*The problem*
Reproduce the entries below, replacing each occurrence of "automated detector" with "vision system" and leaving all other text unchanged.
##########
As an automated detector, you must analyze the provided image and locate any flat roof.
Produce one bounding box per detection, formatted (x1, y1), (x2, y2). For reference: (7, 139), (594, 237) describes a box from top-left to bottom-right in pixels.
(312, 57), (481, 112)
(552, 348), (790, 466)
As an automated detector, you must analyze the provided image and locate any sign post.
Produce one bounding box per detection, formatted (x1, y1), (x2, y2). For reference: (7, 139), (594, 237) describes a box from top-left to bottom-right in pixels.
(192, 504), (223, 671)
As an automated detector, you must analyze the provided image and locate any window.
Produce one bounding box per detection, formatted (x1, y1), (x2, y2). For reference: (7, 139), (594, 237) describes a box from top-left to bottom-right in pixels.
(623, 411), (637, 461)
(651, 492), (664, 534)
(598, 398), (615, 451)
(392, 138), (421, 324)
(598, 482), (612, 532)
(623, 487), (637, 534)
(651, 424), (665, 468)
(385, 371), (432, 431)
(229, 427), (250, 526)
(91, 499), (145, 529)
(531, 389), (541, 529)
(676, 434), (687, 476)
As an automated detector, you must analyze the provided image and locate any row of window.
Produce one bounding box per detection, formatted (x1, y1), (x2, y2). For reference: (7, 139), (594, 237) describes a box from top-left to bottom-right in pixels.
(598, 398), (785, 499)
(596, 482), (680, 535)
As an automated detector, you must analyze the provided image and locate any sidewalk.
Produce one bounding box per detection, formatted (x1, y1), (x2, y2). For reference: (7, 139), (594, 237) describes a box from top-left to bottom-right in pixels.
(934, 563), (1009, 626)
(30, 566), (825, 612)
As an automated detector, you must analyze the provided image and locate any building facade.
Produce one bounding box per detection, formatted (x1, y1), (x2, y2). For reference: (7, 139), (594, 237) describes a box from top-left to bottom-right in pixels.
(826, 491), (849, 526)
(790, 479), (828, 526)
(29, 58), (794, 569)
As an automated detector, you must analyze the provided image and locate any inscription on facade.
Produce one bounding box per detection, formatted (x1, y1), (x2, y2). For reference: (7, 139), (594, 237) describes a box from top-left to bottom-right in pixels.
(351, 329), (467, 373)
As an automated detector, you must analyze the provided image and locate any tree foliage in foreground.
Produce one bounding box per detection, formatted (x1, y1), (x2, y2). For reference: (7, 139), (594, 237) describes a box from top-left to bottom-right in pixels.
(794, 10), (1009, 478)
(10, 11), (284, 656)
##########
*Response to this task*
As an vision system, you must analyze the provided image and locate any flat roof.
Produce one bounding box per detection, formatted (x1, y1), (x2, y2). For reference: (7, 139), (594, 237) describes a box from top-left to bottom-right in pixels.
(312, 57), (481, 112)
(552, 348), (790, 466)
As an vision system, you must analyze the provided image and locate any sign post.
Produce one bounding box per detection, formatted (x1, y1), (x2, y2). For reference: (7, 139), (594, 237) describes a box from top-left to bottom-right in pixels.
(192, 504), (223, 671)
As an vision system, you must analyze the provided image and locate any window.
Produce one bounding box per detection, formatted (x1, y1), (x2, y2). For reference: (7, 139), (594, 237) describes a box from top-left to bottom-right in pixels.
(623, 411), (637, 461)
(651, 492), (664, 534)
(598, 398), (615, 451)
(392, 138), (421, 324)
(598, 482), (612, 532)
(623, 487), (637, 534)
(651, 424), (665, 468)
(385, 371), (432, 431)
(229, 427), (250, 526)
(91, 499), (145, 529)
(531, 389), (541, 529)
(676, 434), (687, 476)
As an vision system, you must analyze the provided image and locate any row of window.
Produce one bounding box per detection, formatted (x1, y1), (x2, y2). For reference: (7, 139), (594, 237) describes a box from top-left to bottom-right in pixels.
(598, 398), (785, 499)
(596, 482), (680, 535)
As an vision system, you must analyze the provided image and locate any sidewalk.
Produce one bounding box per detection, formatted (x1, y1), (x2, y2). For reference: (7, 139), (594, 237) describes a box from top-left to bottom-right in pixels.
(934, 563), (1009, 626)
(30, 566), (825, 612)
As an vision system, you must analyze the provided image and locate any building facade.
Produce one bounding box per detection, formatted (x1, y1), (x2, y2). For reference: (7, 139), (594, 237) describes a box from top-left to bottom-right in pixels.
(826, 491), (849, 526)
(790, 479), (828, 526)
(29, 58), (794, 569)
As an vision system, you must analyze the provided image and locate any inscription on facade.
Produce one bounding box per detection, formatted (x1, y1), (x2, y2). For reference: (7, 139), (594, 237) describes a box from top-left to bottom-right in pixels.
(351, 329), (467, 373)
As an vision system, you must analyze the provided image and locate any tree foliage in foreground.
Produce one bounding box per detection, formatted (x1, y1), (x2, y2). For reference: (7, 139), (594, 237) describes a box from top-left to bottom-right in pixels.
(794, 10), (1009, 478)
(10, 11), (284, 656)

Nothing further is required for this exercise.